**Records provided:**
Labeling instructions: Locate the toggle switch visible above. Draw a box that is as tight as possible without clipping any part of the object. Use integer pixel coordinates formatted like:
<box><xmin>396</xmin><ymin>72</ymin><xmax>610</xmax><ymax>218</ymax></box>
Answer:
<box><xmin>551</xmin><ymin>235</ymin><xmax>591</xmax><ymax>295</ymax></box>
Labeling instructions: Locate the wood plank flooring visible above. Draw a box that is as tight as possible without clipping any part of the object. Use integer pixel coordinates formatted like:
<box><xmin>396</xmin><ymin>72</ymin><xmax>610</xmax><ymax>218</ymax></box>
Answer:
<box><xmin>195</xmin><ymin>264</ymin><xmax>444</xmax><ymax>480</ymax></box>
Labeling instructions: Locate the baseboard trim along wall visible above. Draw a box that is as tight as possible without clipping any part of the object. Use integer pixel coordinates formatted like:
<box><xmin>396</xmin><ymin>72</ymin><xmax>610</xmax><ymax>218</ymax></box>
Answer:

--

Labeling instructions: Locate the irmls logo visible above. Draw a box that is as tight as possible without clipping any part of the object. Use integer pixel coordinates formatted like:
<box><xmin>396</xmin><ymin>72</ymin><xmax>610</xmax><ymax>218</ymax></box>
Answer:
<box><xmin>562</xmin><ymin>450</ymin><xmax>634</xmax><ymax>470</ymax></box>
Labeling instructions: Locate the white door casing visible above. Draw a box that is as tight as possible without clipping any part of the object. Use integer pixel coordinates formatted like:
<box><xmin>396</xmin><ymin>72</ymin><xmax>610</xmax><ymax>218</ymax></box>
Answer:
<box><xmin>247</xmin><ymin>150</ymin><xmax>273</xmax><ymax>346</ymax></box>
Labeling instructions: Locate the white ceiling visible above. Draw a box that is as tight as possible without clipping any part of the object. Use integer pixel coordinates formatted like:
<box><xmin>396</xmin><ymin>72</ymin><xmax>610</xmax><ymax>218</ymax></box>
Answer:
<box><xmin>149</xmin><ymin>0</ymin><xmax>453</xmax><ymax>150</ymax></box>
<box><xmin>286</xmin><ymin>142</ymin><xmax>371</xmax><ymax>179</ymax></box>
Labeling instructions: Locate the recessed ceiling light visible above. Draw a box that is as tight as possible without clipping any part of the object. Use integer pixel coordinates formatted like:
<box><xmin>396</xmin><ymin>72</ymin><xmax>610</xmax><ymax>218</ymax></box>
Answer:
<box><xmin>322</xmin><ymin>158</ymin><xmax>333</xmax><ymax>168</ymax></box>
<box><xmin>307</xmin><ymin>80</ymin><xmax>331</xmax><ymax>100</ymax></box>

**Problem details:** Gather every line of the rows above that contains the word "Draw", and copy each one out in full. Case counts.

**Exercise solution:**
Labeling instructions: Locate the toggle switch visible above. Draw a box that is as tight as possible without clipping any part of the object. Use integer pixel coordinates formatted like:
Labeling instructions: Locate the wood plank flooring visible above. Draw a box that is as tight as possible without clipping any part of the object. Use integer pixel coordinates formatted like:
Labeling instructions: Locate the baseboard trim along wall visible above. Draw a box that is as tight as possible without clipping any part of the object. Use integer pixel coordinates formatted like:
Labeling instructions: Locate the irmls logo visible above. Draw a box that is as tight as possible without clipping any part of the object. Use integer pixel coordinates formatted like:
Labeling instructions: Locate the white door casing visible above. Draw a box that is as tight as possible without clipping any part of the object. Use integer pixel coordinates formatted like:
Labeling instructions: Locate the white ceiling visible above. Draw a box that is as tight as possible without clipping any part of the object. Use integer pixel coordinates formatted like:
Labeling instructions: Locate the recessed ceiling light visible above. Draw a box that is as tight as possible without clipping any part of the object. Use integer pixel coordinates formatted like:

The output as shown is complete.